Free-text object descriptions:
-- Opening Marker --
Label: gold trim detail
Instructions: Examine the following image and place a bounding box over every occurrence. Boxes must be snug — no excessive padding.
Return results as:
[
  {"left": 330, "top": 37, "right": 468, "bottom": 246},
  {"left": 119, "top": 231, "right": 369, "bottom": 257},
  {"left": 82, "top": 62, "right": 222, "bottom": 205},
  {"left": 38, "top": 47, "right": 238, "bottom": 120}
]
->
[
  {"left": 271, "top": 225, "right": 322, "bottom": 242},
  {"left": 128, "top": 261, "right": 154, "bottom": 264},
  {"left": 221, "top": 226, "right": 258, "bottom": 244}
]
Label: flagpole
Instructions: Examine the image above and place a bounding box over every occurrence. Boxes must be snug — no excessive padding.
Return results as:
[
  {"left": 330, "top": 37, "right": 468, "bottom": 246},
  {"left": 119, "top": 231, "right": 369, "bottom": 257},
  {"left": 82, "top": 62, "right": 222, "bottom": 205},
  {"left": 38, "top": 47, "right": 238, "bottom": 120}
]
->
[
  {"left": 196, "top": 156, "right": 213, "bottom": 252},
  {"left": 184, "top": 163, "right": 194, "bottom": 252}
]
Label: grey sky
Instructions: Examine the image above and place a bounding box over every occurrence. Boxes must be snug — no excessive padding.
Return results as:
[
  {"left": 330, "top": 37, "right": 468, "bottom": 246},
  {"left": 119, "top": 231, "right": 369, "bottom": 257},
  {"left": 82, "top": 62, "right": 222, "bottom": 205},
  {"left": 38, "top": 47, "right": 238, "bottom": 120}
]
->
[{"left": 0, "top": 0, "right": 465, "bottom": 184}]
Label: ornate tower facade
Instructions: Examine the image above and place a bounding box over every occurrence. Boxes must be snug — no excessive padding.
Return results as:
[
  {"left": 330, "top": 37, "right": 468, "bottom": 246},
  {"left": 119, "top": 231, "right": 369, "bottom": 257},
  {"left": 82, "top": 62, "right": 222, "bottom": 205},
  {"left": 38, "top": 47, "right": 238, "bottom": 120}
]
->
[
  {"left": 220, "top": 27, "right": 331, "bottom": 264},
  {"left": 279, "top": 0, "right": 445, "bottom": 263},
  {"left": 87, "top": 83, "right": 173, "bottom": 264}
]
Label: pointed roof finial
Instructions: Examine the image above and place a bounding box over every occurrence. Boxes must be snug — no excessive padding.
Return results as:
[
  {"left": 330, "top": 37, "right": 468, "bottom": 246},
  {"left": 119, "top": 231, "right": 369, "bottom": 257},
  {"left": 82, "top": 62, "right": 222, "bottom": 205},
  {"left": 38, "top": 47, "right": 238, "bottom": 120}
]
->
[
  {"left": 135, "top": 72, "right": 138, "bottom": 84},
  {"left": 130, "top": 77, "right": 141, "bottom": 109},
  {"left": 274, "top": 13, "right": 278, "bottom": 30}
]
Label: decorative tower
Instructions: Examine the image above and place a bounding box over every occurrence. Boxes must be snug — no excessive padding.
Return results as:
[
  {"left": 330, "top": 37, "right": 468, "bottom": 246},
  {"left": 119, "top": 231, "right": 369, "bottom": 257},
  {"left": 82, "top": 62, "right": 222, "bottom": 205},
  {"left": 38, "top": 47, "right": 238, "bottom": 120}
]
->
-- Closing Marker --
WHAT TO PRODUCE:
Whatever appears in the lines above should be copied exactly.

RESPONSE FOR THIS EXERCISE:
Label: gold trim detail
Instructions: Examine the following image and place a bounding box over every occurrence. Boxes must be snug — no excessive padding.
Return results as:
[
  {"left": 330, "top": 37, "right": 468, "bottom": 246},
  {"left": 119, "top": 231, "right": 369, "bottom": 257},
  {"left": 82, "top": 62, "right": 222, "bottom": 205},
  {"left": 38, "top": 47, "right": 238, "bottom": 120}
]
->
[
  {"left": 271, "top": 225, "right": 322, "bottom": 242},
  {"left": 128, "top": 261, "right": 154, "bottom": 264},
  {"left": 221, "top": 226, "right": 258, "bottom": 244}
]
Label: flagpole
Instructions: Examine the image above and place a bounding box over every occurrence. Boxes must be snug — no excessive padding.
Return results as:
[
  {"left": 330, "top": 37, "right": 468, "bottom": 246},
  {"left": 119, "top": 231, "right": 369, "bottom": 257},
  {"left": 82, "top": 62, "right": 222, "bottom": 205},
  {"left": 38, "top": 47, "right": 238, "bottom": 120}
]
->
[
  {"left": 196, "top": 156, "right": 213, "bottom": 252},
  {"left": 184, "top": 163, "right": 194, "bottom": 252}
]
Label: grey sky
Instructions: Examine the image above and place a bounding box over every occurrence. Boxes must be snug — no excessive padding.
Return results as:
[
  {"left": 330, "top": 37, "right": 468, "bottom": 246},
  {"left": 119, "top": 231, "right": 369, "bottom": 257},
  {"left": 82, "top": 62, "right": 222, "bottom": 205},
  {"left": 38, "top": 47, "right": 238, "bottom": 120}
]
->
[{"left": 0, "top": 0, "right": 465, "bottom": 184}]
Label: ornate tower facade
Instructions: Examine the image above and place a bounding box over every occurrence. Boxes must be snug — no excessive padding.
Return results as:
[
  {"left": 330, "top": 37, "right": 468, "bottom": 246},
  {"left": 119, "top": 231, "right": 369, "bottom": 257},
  {"left": 82, "top": 62, "right": 222, "bottom": 205},
  {"left": 38, "top": 47, "right": 238, "bottom": 120}
]
->
[
  {"left": 220, "top": 27, "right": 331, "bottom": 264},
  {"left": 279, "top": 0, "right": 445, "bottom": 263},
  {"left": 87, "top": 83, "right": 173, "bottom": 264}
]
Label: pointed roof finial
Instructions: Examine the image above and place a bounding box over every occurrence. Boxes must be snug — no excessive padding.
Return results as:
[
  {"left": 330, "top": 37, "right": 468, "bottom": 246},
  {"left": 119, "top": 231, "right": 369, "bottom": 257},
  {"left": 82, "top": 62, "right": 222, "bottom": 205},
  {"left": 38, "top": 47, "right": 238, "bottom": 120}
]
->
[
  {"left": 135, "top": 72, "right": 138, "bottom": 84},
  {"left": 130, "top": 77, "right": 141, "bottom": 109},
  {"left": 274, "top": 13, "right": 278, "bottom": 30}
]
Label: decorative tower
Instructions: Examine the image above and place a bounding box over every occurrence. Boxes must be snug — no excessive padding.
Return results as:
[
  {"left": 330, "top": 37, "right": 468, "bottom": 246},
  {"left": 119, "top": 231, "right": 369, "bottom": 257},
  {"left": 82, "top": 62, "right": 222, "bottom": 205},
  {"left": 38, "top": 47, "right": 238, "bottom": 120}
]
->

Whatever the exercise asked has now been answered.